[Start of Attachment]

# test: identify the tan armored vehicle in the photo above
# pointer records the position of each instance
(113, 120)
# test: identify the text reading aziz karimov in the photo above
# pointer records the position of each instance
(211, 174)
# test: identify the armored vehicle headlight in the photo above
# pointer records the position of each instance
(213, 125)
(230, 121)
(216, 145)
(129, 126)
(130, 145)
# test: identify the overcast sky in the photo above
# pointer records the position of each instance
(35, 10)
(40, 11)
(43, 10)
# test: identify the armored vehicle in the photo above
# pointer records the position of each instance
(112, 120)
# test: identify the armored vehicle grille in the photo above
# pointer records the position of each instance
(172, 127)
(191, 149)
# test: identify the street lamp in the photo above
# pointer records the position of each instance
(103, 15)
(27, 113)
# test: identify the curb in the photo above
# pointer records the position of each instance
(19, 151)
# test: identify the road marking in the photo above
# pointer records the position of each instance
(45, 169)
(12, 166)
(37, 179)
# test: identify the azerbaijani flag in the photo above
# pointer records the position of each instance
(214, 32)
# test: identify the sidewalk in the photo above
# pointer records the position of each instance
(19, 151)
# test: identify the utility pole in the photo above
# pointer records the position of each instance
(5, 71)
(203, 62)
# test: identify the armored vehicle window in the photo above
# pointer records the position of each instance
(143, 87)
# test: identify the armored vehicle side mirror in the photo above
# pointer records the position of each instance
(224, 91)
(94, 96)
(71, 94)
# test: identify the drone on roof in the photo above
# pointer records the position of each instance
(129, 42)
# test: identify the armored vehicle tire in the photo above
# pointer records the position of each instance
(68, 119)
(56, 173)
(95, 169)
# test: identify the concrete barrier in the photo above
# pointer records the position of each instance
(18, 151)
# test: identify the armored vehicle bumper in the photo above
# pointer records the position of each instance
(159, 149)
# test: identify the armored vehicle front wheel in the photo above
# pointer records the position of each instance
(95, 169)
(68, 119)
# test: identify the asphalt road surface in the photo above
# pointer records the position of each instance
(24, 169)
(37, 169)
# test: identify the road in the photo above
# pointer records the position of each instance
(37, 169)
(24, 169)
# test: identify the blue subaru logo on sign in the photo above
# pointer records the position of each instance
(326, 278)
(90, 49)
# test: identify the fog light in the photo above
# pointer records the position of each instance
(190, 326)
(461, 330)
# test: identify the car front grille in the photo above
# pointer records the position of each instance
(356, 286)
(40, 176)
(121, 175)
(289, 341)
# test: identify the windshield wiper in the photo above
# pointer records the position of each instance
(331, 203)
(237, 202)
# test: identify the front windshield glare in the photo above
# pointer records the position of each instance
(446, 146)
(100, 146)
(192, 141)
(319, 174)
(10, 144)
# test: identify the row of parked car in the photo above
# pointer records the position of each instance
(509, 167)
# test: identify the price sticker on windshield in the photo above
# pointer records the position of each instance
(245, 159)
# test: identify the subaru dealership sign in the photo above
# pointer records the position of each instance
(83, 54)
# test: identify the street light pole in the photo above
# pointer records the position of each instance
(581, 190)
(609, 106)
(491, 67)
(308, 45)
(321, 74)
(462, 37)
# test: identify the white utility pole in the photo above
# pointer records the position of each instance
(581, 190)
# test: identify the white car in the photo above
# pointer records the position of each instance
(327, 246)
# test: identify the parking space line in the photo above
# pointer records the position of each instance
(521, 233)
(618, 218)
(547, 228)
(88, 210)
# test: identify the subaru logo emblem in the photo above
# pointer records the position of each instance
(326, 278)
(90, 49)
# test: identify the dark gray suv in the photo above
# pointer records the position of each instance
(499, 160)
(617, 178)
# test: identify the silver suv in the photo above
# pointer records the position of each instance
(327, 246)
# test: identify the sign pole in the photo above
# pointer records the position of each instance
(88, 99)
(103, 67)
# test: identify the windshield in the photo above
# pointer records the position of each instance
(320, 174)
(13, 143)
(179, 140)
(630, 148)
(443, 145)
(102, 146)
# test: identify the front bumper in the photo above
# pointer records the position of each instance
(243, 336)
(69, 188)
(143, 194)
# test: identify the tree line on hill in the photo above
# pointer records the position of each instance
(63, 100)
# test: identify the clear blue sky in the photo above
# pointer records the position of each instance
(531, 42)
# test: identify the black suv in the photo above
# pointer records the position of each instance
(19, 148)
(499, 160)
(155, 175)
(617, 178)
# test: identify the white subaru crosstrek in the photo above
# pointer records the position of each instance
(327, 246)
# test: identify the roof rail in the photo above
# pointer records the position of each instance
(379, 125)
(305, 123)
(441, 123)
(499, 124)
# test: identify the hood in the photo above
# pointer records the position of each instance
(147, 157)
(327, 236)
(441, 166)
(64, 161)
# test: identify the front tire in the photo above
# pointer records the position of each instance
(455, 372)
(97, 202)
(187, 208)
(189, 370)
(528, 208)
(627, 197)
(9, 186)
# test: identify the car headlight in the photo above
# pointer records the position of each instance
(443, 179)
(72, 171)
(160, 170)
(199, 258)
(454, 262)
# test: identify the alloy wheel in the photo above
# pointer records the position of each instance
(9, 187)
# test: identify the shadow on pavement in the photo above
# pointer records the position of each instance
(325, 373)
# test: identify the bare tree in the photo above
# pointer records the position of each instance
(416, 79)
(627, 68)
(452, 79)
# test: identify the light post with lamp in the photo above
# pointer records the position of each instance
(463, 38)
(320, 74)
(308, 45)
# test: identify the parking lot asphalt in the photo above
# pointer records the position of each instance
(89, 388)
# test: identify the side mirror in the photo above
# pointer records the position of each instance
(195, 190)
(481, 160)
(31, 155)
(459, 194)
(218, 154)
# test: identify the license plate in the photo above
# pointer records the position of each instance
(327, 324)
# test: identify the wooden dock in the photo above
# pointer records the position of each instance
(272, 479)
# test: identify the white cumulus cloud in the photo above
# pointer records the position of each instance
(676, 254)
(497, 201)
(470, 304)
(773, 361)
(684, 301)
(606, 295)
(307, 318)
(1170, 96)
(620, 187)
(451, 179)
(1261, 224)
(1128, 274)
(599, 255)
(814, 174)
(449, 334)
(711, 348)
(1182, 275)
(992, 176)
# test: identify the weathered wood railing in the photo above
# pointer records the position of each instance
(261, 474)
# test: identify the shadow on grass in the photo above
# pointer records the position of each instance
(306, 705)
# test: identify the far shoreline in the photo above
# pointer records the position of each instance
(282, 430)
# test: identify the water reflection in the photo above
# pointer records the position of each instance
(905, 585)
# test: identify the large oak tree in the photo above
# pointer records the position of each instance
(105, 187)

[End of Attachment]

* **Aim of the exercise**:
Filter the records, keeping only lines that contain "grille", and show those lines.

* **Task response**:
# test: identify the armored vehicle grille in the photo above
# test: identify the car front grille in the photo above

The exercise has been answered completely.